Pull out each of the lines below that contains the string "crevice". The match is case-sensitive.

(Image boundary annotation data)
◆ ◆ ◆ ◆ ◆

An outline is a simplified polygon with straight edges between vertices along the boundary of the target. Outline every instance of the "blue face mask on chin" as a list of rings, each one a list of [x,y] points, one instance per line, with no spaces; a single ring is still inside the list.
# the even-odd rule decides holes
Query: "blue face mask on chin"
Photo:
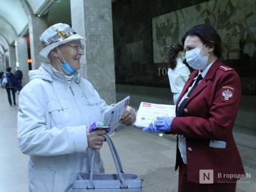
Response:
[[[68,76],[71,75],[76,70],[74,69],[67,61],[64,61],[62,63],[61,66],[65,73]]]

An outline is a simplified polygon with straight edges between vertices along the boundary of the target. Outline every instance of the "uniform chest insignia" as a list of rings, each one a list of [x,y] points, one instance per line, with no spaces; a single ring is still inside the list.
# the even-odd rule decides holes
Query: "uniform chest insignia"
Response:
[[[232,68],[231,67],[224,66],[224,65],[220,66],[219,68],[220,68],[220,69],[221,69],[221,70],[224,70],[225,72],[228,72],[228,71],[230,71],[230,70],[234,70],[234,68]]]
[[[234,89],[230,86],[223,86],[221,92],[221,100],[230,102],[234,97]]]

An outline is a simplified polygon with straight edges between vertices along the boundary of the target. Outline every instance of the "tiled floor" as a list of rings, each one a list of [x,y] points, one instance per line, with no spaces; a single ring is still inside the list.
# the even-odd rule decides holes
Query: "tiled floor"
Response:
[[[17,108],[9,106],[6,92],[1,89],[1,192],[28,191],[28,157],[20,153],[17,146]],[[125,172],[138,174],[145,180],[143,191],[177,191],[178,175],[173,168],[176,147],[175,138],[145,133],[135,127],[119,129],[112,138]],[[251,142],[256,141],[255,138],[254,138]],[[244,163],[245,170],[250,173],[251,177],[240,180],[237,191],[255,191],[256,151],[255,148],[242,145],[238,147]],[[106,172],[115,173],[114,164],[106,144],[101,153]]]

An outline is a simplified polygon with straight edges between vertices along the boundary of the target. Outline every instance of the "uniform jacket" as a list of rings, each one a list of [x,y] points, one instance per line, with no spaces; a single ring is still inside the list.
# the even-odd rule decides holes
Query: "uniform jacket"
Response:
[[[19,95],[17,138],[29,155],[29,191],[70,191],[78,173],[90,168],[86,126],[101,121],[108,106],[77,72],[70,86],[47,63],[29,76]],[[96,154],[95,171],[103,173]]]
[[[198,72],[195,70],[189,76],[178,103]],[[244,173],[232,134],[241,96],[239,76],[218,60],[188,99],[185,116],[173,118],[172,133],[186,137],[188,180],[199,182],[200,170],[213,170],[214,182],[237,179],[224,174]],[[226,146],[216,147],[220,141]],[[177,148],[175,170],[180,158]]]
[[[190,74],[189,68],[180,58],[177,59],[177,66],[172,70],[168,68],[168,76],[172,93],[180,93]]]

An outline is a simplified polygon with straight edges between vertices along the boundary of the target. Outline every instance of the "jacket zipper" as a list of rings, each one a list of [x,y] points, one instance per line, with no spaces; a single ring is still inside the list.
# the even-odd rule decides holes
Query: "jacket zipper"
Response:
[[[70,88],[70,91],[71,91],[71,93],[72,93],[73,96],[75,96],[75,93],[74,93],[74,92],[73,92],[73,90],[72,90],[72,88],[71,88],[71,85],[69,86],[69,88]]]

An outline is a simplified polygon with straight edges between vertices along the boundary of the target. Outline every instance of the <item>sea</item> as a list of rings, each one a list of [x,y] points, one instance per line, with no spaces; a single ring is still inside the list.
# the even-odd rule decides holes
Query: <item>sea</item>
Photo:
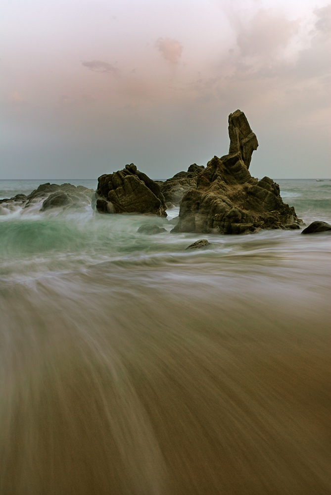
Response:
[[[276,182],[331,223],[331,180]],[[0,198],[45,182],[97,185]],[[0,204],[1,495],[331,493],[330,232],[41,206]]]

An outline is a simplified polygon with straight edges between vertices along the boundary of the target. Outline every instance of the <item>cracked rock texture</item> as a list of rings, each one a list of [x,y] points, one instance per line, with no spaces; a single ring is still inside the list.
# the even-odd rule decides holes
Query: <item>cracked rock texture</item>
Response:
[[[204,169],[203,165],[193,163],[187,172],[179,172],[164,182],[156,181],[161,188],[168,208],[179,206],[183,197],[191,188],[196,187],[198,174]]]
[[[41,211],[57,207],[67,210],[91,204],[94,193],[93,189],[88,189],[84,186],[76,187],[68,183],[59,185],[47,182],[41,184],[27,196],[25,194],[17,194],[13,198],[0,199],[0,203],[9,208],[11,206],[20,205],[27,208],[44,199]]]
[[[261,180],[248,170],[258,146],[243,112],[229,116],[229,154],[214,156],[198,173],[196,188],[181,203],[179,221],[172,232],[243,234],[260,229],[298,229],[294,208],[284,203],[278,184]]]
[[[137,170],[133,163],[99,177],[95,204],[100,213],[167,216],[159,184]]]

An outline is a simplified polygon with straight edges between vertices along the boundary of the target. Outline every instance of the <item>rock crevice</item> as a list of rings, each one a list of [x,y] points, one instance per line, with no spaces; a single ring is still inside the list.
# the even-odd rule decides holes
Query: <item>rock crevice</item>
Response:
[[[253,177],[248,168],[256,136],[243,112],[229,117],[228,154],[214,156],[198,173],[196,188],[181,203],[172,232],[242,234],[260,229],[297,229],[293,207],[284,203],[280,188],[269,177]]]

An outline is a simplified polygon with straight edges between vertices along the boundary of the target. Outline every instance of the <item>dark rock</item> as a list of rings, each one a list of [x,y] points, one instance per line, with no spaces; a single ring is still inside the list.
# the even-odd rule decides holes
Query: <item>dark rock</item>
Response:
[[[151,236],[153,234],[161,234],[162,232],[166,232],[165,229],[160,228],[157,225],[151,225],[148,223],[144,223],[139,227],[137,232],[140,234],[146,234],[148,236]]]
[[[190,244],[186,249],[200,249],[201,248],[206,248],[207,246],[210,246],[211,245],[207,239],[199,239],[198,241],[196,241],[193,244]]]
[[[172,232],[243,234],[260,229],[298,229],[294,209],[283,203],[278,184],[260,181],[248,171],[258,147],[244,113],[229,117],[229,154],[214,158],[196,177],[181,203],[180,220]]]
[[[20,202],[22,206],[28,208],[45,198],[41,211],[49,208],[77,208],[85,206],[91,202],[93,189],[88,189],[84,186],[76,187],[72,184],[51,184],[47,182],[41,184],[29,195],[17,194],[13,198],[0,200],[1,203],[10,204]]]
[[[179,172],[164,182],[160,183],[158,181],[168,208],[179,206],[188,191],[192,187],[196,187],[197,175],[204,169],[203,165],[193,163],[189,167],[187,172]]]
[[[326,232],[331,230],[331,225],[326,222],[313,222],[306,228],[302,231],[301,234],[318,234],[319,232]]]
[[[159,184],[137,170],[133,163],[99,177],[95,198],[96,208],[100,213],[167,216]]]

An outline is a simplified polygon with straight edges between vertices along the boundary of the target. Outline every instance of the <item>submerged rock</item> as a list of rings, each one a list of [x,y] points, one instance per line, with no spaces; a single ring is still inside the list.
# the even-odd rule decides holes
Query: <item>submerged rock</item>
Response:
[[[207,246],[211,245],[210,243],[208,242],[207,239],[199,239],[193,244],[190,244],[186,249],[200,249],[201,248],[206,248]]]
[[[187,172],[179,172],[164,182],[156,181],[160,185],[168,208],[179,206],[188,191],[192,187],[196,187],[197,175],[204,169],[203,165],[193,163],[189,167]]]
[[[278,184],[252,177],[248,168],[258,146],[244,114],[229,117],[229,154],[214,158],[197,177],[181,204],[172,232],[242,234],[260,229],[298,229],[294,208],[284,203]]]
[[[151,236],[154,234],[162,234],[162,232],[166,232],[167,231],[163,227],[160,228],[158,225],[151,225],[149,223],[144,223],[139,227],[137,232],[140,234],[146,234],[148,236]]]
[[[92,197],[94,193],[93,189],[88,189],[84,186],[76,187],[72,184],[65,183],[51,184],[47,182],[41,184],[28,196],[17,194],[13,198],[0,199],[0,203],[10,206],[18,204],[24,208],[29,208],[45,198],[41,211],[55,207],[77,208],[91,204]]]
[[[174,218],[172,218],[171,220],[168,220],[168,223],[172,224],[173,225],[177,225],[179,222],[179,217],[175,217]]]
[[[326,232],[329,230],[331,230],[330,223],[317,221],[308,225],[302,231],[301,234],[318,234],[319,232]]]
[[[133,163],[126,165],[123,170],[99,177],[95,198],[100,213],[167,216],[160,186]]]

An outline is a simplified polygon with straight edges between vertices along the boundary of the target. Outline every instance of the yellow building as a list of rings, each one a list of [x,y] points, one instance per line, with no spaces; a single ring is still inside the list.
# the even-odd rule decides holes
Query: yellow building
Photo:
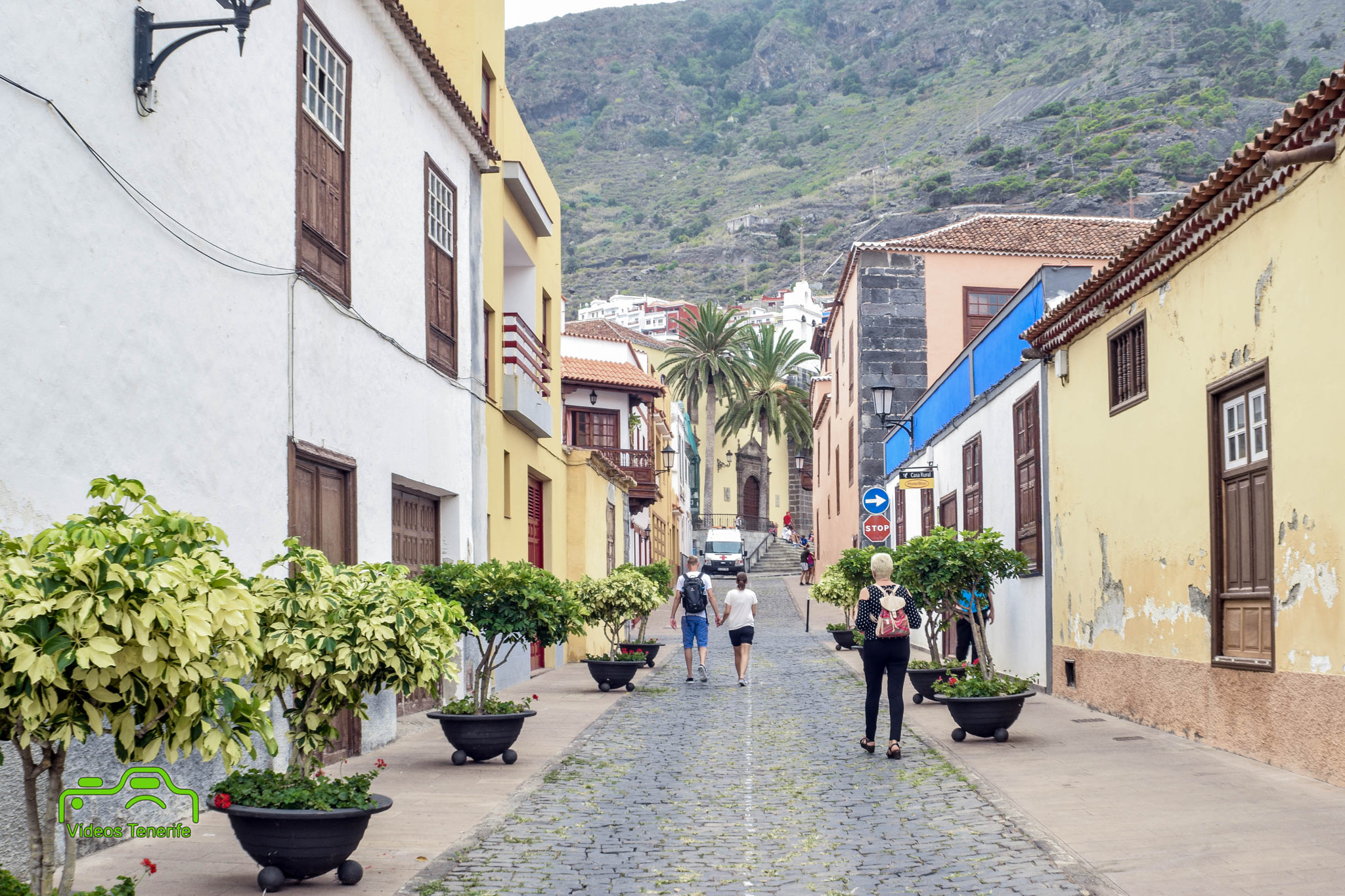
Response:
[[[1054,372],[1054,692],[1337,785],[1342,91],[1337,71],[1025,334]]]
[[[500,153],[480,175],[483,249],[473,265],[484,333],[486,553],[531,560],[562,579],[607,571],[605,543],[585,541],[593,496],[624,490],[620,470],[572,455],[562,441],[561,204],[504,85],[503,0],[402,0]],[[473,196],[476,192],[473,191]],[[473,210],[475,211],[475,210]],[[464,215],[467,219],[467,215]],[[464,422],[465,424],[465,422]],[[570,504],[574,502],[572,508]],[[624,562],[624,556],[617,560]],[[573,658],[573,657],[572,657]],[[534,650],[533,668],[557,652]]]

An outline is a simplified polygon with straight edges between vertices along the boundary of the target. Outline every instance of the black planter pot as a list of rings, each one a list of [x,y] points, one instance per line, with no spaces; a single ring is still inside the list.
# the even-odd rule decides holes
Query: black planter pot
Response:
[[[359,883],[364,868],[350,861],[369,827],[369,817],[391,809],[393,801],[370,794],[370,809],[217,809],[229,815],[238,845],[262,866],[257,885],[274,892],[286,880],[307,880],[335,869],[343,884]]]
[[[1037,693],[1024,690],[1002,697],[944,697],[936,695],[935,700],[948,707],[952,720],[958,727],[952,729],[952,739],[962,742],[967,735],[978,737],[994,737],[999,743],[1009,740],[1009,727],[1018,720],[1022,712],[1022,701]]]
[[[654,657],[659,656],[659,647],[663,645],[655,641],[654,643],[620,643],[617,645],[621,650],[639,650],[640,653],[648,654],[648,661],[644,664],[650,669],[654,668]]]
[[[833,631],[831,637],[837,639],[837,650],[854,650],[854,629]]]
[[[593,681],[597,682],[597,689],[604,693],[621,686],[627,690],[635,690],[635,682],[631,678],[644,666],[643,662],[619,662],[615,660],[585,660],[584,664],[589,668]]]
[[[907,678],[911,678],[911,686],[915,689],[915,693],[911,695],[911,703],[937,700],[933,693],[933,682],[944,676],[956,674],[959,672],[962,672],[962,666],[948,666],[944,669],[907,669]]]
[[[486,762],[503,756],[506,766],[518,760],[518,754],[510,750],[523,731],[523,720],[535,716],[537,709],[510,712],[499,716],[451,716],[444,712],[426,713],[438,719],[448,743],[453,744],[453,764],[464,766],[468,758]]]

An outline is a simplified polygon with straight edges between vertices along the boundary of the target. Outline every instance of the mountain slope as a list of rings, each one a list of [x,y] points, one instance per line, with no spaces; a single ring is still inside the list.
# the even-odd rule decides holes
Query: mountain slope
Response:
[[[726,301],[976,210],[1157,214],[1342,26],[1333,0],[685,0],[514,28],[506,71],[570,309]]]

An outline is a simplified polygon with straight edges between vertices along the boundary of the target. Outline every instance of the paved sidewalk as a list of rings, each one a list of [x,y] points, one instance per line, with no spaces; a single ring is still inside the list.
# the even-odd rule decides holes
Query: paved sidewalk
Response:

◆ ◆ ◆ ◆ ◆

[ANSWER TO THE PROBLEM]:
An outline is a simplified polygon with straight edges between vertices along the boundary of the target. Outline every instance of the <item>rock crevice</item> as a list of rings, each one a list of [x,y] points, one instance per line, with no spaces; a single ring is still inside the list.
Query: <item>rock crevice</item>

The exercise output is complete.